• **Given task**:
Rewrite the paragraph in the Halide forum thread below that begins "I'm having trouble with input buffer checking" as a short bulleted list that keeps its main facts.

• **Excerpt**:
[start]
Also, if it's bilinear resizing by a compile-time-known amount (e.g. 2x), you can do much much better than the resize app with custom code for it
The resize app is very generic. It works for any filter and any resize amount.
Nikola Smiljanić
@popizdeh
I'm having trouble with input buffer checking, is there a way to make the buffer "optional" or disable checking? To give you more info, I have Input<bool> lutEnabled and Input<Buffer<>> lut and I use f(x, y) = select(lutEnabled, lut(x, y), input(x, y));. My hope was that specializing for lutEnabled == false would produce code where I'm allowed to pass a nullptr for lut input buffer but that's not the case. Bounds checking is done as a top-level check which requires me to pass a valid buffer even when lutEnabled is false. Any ideas?
Ashish Uthama
@ashishUthama
Does Halide have a way to enforce at compile time that all buffers have a min dimension extent as 0? (I assume it makes no difference to generated code, but it would make generated stmt slightly easier to read),
Tzu-Mao Li
@BachiLi

sorry if I asked this before, are there any plans to merge the gpu autoscheduler? Thanks!

@TH3CHARLie and Luke Anderson are looking into this, but I think they are happy to receive help

Ryan Stout
@ryanstout
@BachiLi thanks for the info. I would offer to help if I could, but my C++ skills are pretty lacking, so I'm not sure I would be of any help. (I'm using the python bindings) Thanks
Xuanda Yang
@TH3CHARLie
will update the progress in halide/Halide#5602 once I got my machine
Dennis van den Berg
@dpvdberg
I was wondering whether it is possible to schedule my entire pipeline based on a specialization() call. My goal is to do the following: I have some parameters to my algorithm and for each parameter, I run the auto-scheduler to generate a schedule.h. I want to include each schedule and use each one according to the parameter value.
[end]
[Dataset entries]
[start]
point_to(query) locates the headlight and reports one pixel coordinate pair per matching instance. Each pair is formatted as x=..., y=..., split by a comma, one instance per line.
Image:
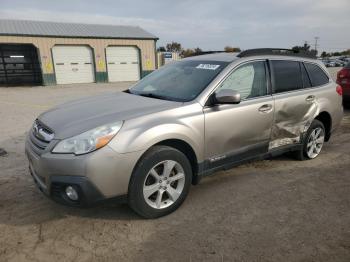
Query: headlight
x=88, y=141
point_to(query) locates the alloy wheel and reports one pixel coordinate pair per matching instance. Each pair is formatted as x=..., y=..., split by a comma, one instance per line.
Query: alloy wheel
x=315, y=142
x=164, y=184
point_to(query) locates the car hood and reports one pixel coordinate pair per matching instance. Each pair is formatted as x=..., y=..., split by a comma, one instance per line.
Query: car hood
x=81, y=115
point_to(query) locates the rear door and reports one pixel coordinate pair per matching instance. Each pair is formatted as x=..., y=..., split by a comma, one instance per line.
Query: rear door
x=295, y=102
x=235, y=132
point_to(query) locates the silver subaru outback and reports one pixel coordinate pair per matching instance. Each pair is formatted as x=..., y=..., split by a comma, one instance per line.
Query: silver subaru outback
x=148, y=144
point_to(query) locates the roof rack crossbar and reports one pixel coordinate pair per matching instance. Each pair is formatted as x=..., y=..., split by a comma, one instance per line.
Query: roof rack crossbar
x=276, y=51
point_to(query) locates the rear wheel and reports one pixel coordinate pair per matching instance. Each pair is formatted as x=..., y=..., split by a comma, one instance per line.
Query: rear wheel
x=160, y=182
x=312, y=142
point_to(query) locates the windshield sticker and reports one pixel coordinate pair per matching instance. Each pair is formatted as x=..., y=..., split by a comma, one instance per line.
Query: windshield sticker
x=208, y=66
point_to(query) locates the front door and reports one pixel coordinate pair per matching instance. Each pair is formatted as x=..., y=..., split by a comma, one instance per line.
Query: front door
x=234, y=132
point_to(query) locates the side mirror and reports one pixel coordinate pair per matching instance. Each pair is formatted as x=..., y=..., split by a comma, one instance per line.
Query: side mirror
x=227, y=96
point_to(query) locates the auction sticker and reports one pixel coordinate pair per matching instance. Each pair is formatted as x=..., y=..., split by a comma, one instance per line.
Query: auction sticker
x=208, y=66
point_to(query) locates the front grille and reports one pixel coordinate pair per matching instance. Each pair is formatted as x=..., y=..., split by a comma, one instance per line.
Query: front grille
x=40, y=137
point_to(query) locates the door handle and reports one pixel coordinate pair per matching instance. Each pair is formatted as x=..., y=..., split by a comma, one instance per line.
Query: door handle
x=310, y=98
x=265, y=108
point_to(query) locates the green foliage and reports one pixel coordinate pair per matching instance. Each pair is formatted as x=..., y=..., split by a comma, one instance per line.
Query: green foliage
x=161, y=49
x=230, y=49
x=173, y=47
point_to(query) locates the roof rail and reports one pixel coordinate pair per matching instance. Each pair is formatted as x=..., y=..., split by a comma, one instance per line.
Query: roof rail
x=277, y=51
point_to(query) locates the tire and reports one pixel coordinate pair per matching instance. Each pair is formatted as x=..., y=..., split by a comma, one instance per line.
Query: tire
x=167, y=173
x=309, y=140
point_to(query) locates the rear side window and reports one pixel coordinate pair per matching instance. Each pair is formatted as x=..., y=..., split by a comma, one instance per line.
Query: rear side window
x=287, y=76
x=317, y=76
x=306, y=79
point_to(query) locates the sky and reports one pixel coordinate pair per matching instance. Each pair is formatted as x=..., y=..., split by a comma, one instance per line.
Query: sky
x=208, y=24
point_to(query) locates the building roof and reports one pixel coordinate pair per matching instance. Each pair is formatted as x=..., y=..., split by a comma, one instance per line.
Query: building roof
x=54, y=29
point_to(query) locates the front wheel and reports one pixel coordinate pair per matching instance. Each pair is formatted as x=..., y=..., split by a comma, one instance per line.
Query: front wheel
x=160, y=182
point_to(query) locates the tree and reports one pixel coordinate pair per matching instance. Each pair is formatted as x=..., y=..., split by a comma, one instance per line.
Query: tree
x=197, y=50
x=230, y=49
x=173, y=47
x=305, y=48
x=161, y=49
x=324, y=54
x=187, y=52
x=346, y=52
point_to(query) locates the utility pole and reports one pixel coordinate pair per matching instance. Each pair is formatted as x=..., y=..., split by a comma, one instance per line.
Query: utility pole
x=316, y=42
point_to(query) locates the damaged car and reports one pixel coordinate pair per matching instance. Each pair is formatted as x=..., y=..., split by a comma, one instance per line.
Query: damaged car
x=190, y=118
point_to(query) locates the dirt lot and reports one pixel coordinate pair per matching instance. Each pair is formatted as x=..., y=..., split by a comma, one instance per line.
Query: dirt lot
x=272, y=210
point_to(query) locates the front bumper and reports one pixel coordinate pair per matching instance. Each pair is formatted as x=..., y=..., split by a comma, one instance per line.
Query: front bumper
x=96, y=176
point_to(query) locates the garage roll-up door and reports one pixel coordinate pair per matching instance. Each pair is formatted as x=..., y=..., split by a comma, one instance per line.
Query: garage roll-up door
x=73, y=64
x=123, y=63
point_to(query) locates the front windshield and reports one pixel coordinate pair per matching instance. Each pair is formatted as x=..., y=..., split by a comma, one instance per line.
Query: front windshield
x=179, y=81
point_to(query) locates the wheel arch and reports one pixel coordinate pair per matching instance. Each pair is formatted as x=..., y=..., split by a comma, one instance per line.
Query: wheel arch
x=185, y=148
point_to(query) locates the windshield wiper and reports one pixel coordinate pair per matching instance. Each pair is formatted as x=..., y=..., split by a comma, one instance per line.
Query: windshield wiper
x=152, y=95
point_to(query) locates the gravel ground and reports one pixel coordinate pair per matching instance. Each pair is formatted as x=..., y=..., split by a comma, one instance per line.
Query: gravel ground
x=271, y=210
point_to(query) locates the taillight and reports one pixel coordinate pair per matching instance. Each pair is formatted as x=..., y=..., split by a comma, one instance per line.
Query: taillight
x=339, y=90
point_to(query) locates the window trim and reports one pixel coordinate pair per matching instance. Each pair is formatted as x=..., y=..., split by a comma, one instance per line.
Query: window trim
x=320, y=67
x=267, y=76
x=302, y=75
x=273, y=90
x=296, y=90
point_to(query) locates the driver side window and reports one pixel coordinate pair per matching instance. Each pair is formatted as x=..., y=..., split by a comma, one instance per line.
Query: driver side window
[end]
• **The answer**:
- Problem: input buffer checking. The question is whether a buffer can be made optional or the checking turned off.
- Inputs: Input<bool> lutEnabled and Input<Buffer<>> lut.
- Function: f(x, y) = select(lutEnabled, lut(x, y), input(x, y));
- Expected: specializing for lutEnabled == false would allow a nullptr to be passed for the lut input buffer.
- Actual: bounds checking runs as a top-level check, so a valid buffer must be passed even when lutEnabled is false.
- The paragraph ends by asking for ideas.